■ WHAT YOU NEED TO DO: Return each line of the entries below that contains the word "concrete".

■ INPUT MATERIAL:
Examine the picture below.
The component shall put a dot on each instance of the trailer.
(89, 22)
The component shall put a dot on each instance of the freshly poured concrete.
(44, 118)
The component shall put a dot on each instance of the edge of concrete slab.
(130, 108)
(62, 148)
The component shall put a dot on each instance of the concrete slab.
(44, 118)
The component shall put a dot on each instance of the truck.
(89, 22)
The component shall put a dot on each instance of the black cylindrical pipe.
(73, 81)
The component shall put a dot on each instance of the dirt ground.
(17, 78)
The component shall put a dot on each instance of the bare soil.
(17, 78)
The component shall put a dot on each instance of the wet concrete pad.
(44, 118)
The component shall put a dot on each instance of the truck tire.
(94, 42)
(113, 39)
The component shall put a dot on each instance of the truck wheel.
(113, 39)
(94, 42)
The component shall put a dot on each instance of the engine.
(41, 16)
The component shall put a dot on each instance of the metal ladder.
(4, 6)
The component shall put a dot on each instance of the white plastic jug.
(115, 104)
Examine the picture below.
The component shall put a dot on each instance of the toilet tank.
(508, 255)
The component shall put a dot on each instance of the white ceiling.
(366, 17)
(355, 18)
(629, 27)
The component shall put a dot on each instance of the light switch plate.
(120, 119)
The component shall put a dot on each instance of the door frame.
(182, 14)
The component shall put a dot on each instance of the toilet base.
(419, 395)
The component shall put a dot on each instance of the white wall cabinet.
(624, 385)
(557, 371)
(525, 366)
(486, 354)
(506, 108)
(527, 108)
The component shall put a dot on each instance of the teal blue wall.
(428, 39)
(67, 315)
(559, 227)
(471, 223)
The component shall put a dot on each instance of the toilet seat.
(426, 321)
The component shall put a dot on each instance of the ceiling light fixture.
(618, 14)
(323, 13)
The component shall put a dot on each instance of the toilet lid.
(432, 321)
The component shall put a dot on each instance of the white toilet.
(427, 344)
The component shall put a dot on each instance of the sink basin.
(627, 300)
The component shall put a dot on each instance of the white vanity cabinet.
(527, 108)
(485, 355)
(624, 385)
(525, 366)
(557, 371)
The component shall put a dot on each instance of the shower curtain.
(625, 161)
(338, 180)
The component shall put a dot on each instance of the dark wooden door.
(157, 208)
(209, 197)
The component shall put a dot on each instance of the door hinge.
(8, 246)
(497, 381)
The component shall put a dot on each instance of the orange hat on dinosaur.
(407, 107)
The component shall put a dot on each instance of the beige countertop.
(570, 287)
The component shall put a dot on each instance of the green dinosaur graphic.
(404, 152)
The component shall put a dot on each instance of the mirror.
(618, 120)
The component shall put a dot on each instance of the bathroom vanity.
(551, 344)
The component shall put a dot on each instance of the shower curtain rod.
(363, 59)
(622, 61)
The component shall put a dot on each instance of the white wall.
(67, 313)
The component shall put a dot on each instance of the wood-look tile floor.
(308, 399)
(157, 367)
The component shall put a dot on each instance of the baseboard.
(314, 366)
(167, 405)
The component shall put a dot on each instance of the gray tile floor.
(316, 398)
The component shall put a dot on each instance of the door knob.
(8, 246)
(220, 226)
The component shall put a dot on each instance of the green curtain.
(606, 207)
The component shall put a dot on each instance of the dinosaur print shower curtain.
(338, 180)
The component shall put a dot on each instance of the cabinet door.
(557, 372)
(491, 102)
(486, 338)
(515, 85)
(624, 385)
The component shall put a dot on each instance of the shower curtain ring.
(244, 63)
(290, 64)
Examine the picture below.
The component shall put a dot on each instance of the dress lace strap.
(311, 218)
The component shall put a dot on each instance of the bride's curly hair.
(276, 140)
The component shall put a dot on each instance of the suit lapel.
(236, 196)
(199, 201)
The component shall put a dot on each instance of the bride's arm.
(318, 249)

...

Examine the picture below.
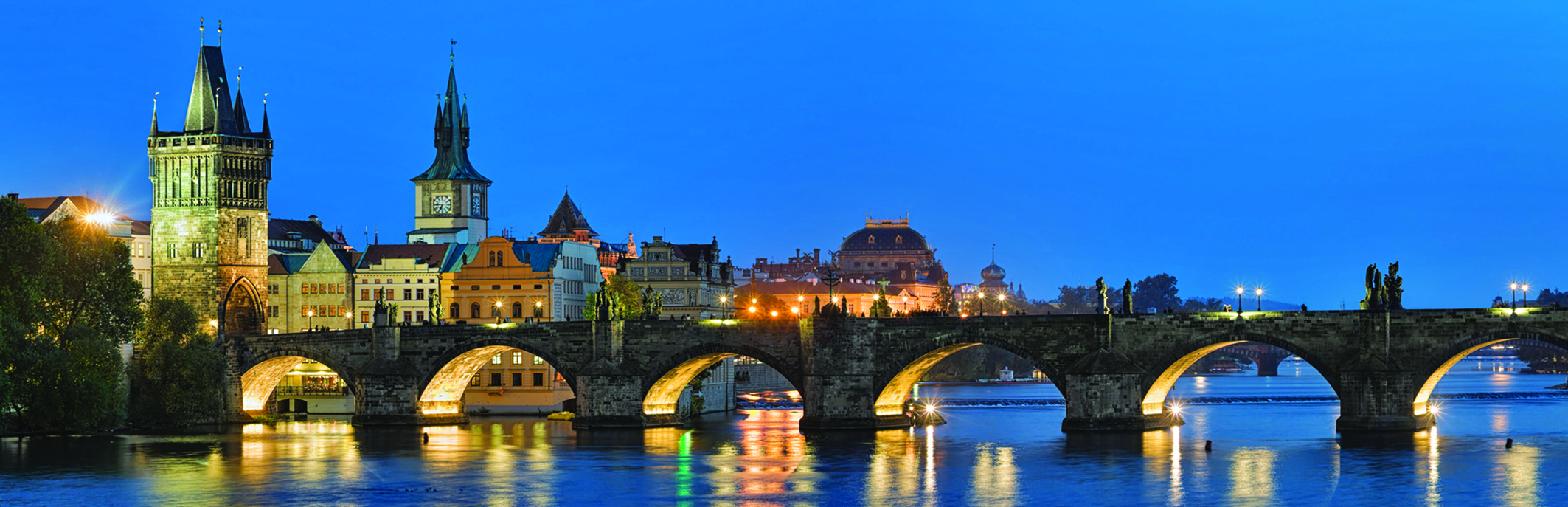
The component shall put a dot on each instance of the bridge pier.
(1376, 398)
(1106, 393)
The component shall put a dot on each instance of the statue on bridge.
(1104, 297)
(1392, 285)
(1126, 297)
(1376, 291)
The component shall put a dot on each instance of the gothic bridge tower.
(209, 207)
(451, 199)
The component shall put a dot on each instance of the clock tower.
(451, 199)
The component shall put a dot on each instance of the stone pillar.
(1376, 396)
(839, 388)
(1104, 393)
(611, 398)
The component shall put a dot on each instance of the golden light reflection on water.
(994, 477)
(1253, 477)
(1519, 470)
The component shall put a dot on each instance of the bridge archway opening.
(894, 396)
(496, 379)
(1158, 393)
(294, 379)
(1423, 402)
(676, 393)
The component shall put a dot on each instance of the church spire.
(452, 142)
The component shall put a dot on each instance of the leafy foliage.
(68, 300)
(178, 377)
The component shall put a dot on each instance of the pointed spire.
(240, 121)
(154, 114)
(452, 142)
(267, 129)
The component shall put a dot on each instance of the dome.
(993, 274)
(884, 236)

■ ANSWER:
The component shall put a dot on each instance of the freshly poured concrete.
The component shall put a dot on each instance of the edge of concrete slab.
The component shall put a dot on each instance of the concrete slab.
The component shall put a dot on each instance of the wet concrete pad.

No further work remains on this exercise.